▶ Short task:
Repeat every line of the records below without changing anything.
## start Items
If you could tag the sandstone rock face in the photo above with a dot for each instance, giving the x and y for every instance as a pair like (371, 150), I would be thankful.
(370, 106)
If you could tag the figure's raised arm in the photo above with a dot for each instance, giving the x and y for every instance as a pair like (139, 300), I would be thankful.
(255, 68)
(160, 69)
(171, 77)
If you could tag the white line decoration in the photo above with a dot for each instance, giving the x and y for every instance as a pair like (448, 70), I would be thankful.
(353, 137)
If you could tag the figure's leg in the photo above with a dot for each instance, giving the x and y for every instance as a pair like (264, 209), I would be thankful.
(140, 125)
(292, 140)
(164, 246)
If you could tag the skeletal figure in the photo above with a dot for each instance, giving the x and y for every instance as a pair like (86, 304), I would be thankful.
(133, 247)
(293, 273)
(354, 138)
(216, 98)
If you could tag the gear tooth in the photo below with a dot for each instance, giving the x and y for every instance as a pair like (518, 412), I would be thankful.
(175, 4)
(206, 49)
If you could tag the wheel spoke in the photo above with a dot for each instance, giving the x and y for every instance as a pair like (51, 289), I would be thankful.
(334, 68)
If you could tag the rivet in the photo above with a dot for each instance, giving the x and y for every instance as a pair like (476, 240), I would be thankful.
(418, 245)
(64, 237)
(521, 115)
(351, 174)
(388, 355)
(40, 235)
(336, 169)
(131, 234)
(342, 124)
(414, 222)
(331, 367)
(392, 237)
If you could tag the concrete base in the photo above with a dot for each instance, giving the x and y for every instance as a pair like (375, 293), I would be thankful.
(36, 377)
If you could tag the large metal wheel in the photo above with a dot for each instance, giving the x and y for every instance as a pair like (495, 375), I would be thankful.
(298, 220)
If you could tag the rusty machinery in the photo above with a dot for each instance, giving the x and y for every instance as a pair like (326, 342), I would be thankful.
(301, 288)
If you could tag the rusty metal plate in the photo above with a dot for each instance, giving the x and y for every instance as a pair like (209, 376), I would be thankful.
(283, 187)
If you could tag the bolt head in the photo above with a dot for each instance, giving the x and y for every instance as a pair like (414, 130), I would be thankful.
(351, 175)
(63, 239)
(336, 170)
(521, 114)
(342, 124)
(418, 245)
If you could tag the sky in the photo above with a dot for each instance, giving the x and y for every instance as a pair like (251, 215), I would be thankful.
## end Items
▶ Problem solution:
If you could tag the sandstone rock face in the photo above with a dot for each instance, giving the x and y for every instance as a pair like (371, 150), I would be thankful.
(370, 106)
If you could tag the figure's raised arm in the photo above with a dot for each instance, giving the x and y for every instance as a pair like (139, 300), I would be thankful.
(255, 68)
(160, 69)
(171, 77)
If you could tag the white line decoration in the photo above with a dot for each instance, giving the x and y for every instance as a pair like (448, 70), I would be thankful.
(353, 137)
If you could tag the figure's leg in the photo above with a dot for each instance, giving the x and y for every instance as a pair like (264, 209), I would be thankful.
(140, 125)
(292, 140)
(164, 246)
If you could tag the skeletal figure in the photo above with a dot for each instance, giving the x and y for every instance as a pair like (86, 304), I would be thankful.
(133, 247)
(293, 273)
(354, 138)
(216, 98)
If you could tag the gear tooth in the photo below with a dot for each instance, giving the x and y for every instance as a pair like (518, 412), I would be thankful.
(175, 4)
(206, 49)
If you could tag the wheel spoke in the photo above with a dot for each instance, giving the x and y for every instance as a pair like (51, 289), I would be thankful.
(334, 68)
If you could tag the rivet in the photo above with a dot for each instance, giving the x and y for every instance as a pair like (476, 240), I would be thankful.
(418, 245)
(64, 237)
(521, 115)
(351, 174)
(388, 355)
(40, 235)
(336, 169)
(131, 234)
(342, 124)
(414, 222)
(331, 367)
(392, 237)
If you could tag the concrete base in the photo above with a dot for each instance, giving the x and y for every instance as a pair like (375, 293), I would be thankful.
(36, 377)
If you could tag the large metal wheel in the photo above with a dot for each instance, giving the x and y for every instance as a pair like (495, 375), I would be thankful.
(298, 220)
If you could tag the rusty machinery in the photo above with a dot for each instance, giving the x and y for every instance as a pair like (326, 342), I would be thankful.
(301, 288)
If you could tag the rusty metal plate in the photo above with a dot for each instance, giving the x and y for every instance as a pair like (209, 376), I would be thankful.
(283, 187)
If you could tag the bolt head in the photo above with a dot for each instance, giving the x and y for every instance as a pair like (414, 130), I would be thankful.
(351, 175)
(63, 239)
(336, 170)
(521, 114)
(342, 124)
(418, 245)
If you could tag the sky in the photo above with a dot for each instance, giving the x and y for every instance as a pair like (251, 215), I would be thankful.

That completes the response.